TASK ITEM
Within the records that follow, find every line containing the string "green". Copy those lines.

··········

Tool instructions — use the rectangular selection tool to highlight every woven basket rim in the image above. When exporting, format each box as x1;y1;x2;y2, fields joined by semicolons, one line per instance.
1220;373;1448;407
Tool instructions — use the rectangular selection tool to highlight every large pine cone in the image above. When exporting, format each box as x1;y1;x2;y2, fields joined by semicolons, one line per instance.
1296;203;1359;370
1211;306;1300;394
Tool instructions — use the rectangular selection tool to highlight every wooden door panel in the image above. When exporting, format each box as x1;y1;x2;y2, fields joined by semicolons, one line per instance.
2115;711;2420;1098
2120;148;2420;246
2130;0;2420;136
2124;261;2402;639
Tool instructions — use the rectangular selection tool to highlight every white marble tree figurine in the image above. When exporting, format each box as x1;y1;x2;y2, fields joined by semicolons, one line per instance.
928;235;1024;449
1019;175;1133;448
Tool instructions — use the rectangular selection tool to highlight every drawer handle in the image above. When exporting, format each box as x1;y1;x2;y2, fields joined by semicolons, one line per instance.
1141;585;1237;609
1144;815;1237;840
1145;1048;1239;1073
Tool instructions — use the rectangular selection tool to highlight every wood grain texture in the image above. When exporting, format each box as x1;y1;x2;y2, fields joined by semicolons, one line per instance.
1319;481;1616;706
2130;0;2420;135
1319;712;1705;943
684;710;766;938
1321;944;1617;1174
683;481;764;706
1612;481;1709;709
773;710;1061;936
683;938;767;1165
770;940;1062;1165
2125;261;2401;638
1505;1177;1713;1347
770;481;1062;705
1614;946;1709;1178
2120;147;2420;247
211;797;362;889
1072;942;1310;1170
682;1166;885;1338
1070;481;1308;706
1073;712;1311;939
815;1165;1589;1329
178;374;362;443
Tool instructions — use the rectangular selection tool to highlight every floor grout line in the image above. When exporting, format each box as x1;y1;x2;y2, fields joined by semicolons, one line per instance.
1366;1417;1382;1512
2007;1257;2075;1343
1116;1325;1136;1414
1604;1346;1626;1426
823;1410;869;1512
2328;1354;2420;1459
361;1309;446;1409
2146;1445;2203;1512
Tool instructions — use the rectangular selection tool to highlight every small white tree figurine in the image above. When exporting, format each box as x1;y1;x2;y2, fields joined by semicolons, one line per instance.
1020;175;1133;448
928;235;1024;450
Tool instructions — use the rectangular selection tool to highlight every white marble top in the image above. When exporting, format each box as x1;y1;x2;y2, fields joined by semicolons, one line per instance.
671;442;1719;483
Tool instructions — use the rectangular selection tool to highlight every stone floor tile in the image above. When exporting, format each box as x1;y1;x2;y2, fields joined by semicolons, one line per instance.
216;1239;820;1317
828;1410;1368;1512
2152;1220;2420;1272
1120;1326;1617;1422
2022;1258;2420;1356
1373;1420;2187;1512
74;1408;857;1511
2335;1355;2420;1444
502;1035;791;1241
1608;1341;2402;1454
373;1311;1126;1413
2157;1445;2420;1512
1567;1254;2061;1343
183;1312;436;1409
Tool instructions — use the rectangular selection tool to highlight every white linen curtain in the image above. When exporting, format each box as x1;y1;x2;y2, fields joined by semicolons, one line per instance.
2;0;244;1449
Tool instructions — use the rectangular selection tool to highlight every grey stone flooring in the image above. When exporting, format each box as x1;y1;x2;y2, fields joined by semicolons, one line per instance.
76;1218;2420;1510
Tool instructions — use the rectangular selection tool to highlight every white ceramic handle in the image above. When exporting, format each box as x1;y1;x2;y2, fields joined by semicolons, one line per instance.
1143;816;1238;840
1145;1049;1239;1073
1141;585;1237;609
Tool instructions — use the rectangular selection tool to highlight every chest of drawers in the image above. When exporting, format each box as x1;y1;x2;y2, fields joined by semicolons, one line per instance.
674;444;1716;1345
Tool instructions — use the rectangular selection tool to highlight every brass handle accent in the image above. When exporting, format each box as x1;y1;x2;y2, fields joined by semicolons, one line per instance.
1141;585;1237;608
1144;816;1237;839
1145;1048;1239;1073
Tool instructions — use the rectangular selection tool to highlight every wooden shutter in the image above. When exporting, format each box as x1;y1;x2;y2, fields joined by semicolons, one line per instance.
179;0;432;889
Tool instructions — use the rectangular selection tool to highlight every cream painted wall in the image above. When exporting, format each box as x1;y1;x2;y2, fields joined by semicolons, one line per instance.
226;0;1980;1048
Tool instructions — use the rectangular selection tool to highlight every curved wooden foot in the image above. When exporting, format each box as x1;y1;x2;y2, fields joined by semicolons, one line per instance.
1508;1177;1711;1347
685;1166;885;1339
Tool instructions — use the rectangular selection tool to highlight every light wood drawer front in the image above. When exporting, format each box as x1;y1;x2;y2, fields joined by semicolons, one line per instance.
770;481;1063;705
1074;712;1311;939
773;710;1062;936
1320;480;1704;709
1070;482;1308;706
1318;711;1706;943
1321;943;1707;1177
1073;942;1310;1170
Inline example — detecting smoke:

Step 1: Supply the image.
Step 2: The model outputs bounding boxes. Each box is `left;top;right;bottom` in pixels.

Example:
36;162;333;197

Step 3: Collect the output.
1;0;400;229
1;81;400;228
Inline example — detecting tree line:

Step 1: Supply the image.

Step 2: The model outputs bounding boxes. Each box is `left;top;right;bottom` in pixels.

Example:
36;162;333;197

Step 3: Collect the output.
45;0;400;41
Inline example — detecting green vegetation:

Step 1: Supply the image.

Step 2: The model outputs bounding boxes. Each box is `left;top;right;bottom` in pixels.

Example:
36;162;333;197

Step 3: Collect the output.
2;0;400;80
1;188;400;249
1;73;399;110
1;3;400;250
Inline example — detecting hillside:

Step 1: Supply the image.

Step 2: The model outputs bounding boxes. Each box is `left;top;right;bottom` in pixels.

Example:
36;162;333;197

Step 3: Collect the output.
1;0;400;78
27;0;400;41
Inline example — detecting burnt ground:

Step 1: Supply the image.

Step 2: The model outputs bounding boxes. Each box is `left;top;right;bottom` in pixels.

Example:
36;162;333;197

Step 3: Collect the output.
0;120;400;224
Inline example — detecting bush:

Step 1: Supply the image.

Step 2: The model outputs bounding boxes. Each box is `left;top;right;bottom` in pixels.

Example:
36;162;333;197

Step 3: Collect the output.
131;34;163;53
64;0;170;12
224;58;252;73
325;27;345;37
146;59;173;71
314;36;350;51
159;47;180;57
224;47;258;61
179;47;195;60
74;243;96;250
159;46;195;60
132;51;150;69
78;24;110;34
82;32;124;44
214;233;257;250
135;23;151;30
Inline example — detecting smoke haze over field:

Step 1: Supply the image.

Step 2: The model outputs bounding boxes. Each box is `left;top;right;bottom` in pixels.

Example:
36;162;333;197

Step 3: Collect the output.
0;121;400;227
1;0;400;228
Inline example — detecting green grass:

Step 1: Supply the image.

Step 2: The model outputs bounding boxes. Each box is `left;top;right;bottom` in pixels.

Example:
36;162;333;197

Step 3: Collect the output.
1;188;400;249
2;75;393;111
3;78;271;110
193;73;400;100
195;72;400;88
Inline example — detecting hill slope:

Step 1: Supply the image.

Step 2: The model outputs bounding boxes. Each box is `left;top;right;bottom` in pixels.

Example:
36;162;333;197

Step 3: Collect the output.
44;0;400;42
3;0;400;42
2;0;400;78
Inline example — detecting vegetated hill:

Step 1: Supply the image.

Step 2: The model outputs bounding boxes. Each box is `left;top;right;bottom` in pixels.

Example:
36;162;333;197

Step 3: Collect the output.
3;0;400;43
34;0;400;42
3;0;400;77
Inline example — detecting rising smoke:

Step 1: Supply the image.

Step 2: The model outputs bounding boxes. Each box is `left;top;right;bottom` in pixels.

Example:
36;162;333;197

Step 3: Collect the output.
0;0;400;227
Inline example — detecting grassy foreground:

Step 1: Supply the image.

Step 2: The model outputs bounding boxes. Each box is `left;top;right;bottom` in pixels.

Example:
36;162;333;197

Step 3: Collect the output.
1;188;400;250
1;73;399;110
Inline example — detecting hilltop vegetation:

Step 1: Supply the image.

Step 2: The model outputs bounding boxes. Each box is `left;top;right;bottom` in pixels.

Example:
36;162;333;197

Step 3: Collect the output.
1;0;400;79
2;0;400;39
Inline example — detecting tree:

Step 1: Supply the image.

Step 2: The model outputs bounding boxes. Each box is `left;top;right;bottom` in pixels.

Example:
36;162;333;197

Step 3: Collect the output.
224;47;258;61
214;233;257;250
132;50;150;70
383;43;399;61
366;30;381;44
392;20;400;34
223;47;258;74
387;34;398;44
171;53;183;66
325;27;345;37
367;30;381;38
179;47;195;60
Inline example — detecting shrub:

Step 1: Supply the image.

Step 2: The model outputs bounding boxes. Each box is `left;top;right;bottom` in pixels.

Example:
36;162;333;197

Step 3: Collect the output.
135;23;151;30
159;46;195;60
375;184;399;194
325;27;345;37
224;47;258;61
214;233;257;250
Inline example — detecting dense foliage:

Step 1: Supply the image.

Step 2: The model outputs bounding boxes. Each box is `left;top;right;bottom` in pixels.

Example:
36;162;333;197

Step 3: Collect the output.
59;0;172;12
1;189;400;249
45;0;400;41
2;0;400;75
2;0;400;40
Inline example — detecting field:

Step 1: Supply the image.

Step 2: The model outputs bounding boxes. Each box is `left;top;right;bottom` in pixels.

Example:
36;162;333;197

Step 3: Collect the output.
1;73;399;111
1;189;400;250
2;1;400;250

··········

OUTPUT FOR THIS TASK
Inline example — detecting green vegetation:
Inline example — detecting green grass:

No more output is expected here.